▶ _Task requirements_
The entries need to be copied exactly.

Source data:
┌──

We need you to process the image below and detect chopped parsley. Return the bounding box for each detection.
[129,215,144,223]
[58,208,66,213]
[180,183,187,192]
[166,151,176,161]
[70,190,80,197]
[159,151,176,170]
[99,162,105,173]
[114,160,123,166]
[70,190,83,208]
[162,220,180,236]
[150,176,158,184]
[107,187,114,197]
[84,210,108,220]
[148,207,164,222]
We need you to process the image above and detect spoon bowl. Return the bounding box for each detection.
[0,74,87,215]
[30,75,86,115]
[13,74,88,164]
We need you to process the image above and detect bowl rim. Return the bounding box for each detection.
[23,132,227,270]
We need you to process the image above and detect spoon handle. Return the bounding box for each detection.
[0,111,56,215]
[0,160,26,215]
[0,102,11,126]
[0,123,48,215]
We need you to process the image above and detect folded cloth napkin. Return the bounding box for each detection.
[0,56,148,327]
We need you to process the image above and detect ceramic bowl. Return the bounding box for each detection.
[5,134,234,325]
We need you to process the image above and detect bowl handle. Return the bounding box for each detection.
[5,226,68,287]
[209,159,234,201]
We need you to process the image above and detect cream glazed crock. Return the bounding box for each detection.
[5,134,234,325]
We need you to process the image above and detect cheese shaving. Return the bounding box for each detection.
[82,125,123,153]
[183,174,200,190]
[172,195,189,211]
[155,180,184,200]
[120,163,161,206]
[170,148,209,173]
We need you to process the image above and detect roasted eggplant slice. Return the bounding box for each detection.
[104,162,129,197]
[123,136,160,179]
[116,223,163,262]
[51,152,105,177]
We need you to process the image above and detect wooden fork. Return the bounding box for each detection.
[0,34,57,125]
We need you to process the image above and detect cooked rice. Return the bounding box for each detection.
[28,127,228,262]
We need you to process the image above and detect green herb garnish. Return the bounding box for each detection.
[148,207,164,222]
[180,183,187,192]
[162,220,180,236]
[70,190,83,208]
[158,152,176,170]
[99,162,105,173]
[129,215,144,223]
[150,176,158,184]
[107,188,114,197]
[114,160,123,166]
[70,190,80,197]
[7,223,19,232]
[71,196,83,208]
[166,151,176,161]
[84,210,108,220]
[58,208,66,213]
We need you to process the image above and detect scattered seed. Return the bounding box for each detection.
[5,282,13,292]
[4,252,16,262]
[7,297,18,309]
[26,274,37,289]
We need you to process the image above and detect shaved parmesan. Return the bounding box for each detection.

└──

▶ _Finished task_
We need you to process the image below and detect chopped parsley. Return the bounding box for each detection.
[129,215,144,223]
[58,208,66,213]
[180,183,187,192]
[166,151,176,161]
[70,190,80,197]
[159,151,176,170]
[99,162,105,173]
[114,160,123,166]
[70,190,83,208]
[162,220,180,236]
[150,176,158,184]
[107,187,114,197]
[84,210,108,220]
[148,207,164,222]
We need you to process the image above and detect spoon bowl. Return the bounding box for each detection.
[0,74,87,215]
[30,75,86,115]
[13,74,88,164]
We need you to process the image above and detect bowl rim. Return the bounding box for each detection.
[23,132,227,270]
We need you to process the image above and detect spoon handle. Return the bounding box for each detection.
[0,111,56,215]
[0,160,26,215]
[0,102,11,126]
[0,123,48,215]
We need you to process the image above and detect folded cloth napkin. Return the bounding box for each detection.
[0,56,148,327]
We need you to process the image above and detect ceramic bowl. Return the bounding box for each detection.
[5,134,234,325]
We need you to process the image above and detect bowl handle. Return the bounding box for each detection.
[5,226,68,287]
[209,159,234,201]
We need you to process the image above and detect cream glazed crock. Return the bounding box for each detection.
[5,134,234,325]
We need you to process the image above and detect cheese shaving. Return the bounding box for each detection.
[82,125,123,153]
[183,174,200,190]
[172,195,189,211]
[155,180,184,200]
[120,163,161,206]
[170,148,209,173]
We need you to process the image above and detect roasted eggplant slice. Return the bounding box for each detection.
[104,162,129,197]
[123,136,160,179]
[116,223,163,262]
[51,152,105,177]
We need you to process the image above and detect wooden fork. Return the bounding box for each detection.
[0,34,57,125]
We need you to process the image above and detect cooked rice. Return the bounding box for each detection.
[28,127,228,262]
We need you to process the image above and detect green herb garnish. Return the bounding box for each detection.
[148,207,164,222]
[180,183,187,192]
[162,220,180,236]
[70,190,83,208]
[158,152,176,170]
[99,162,105,173]
[129,215,144,223]
[150,176,158,184]
[107,188,114,197]
[114,160,123,166]
[70,190,80,197]
[7,223,19,232]
[71,196,83,208]
[166,151,176,161]
[84,210,108,220]
[58,208,66,213]
We need you to process the image above and detect scattered seed. Return the bounding box for each detection.
[5,282,13,292]
[4,252,16,262]
[7,297,18,309]
[26,274,37,289]
We need you to process the image above and detect shaved parmesan. Return the bounding box for each detection.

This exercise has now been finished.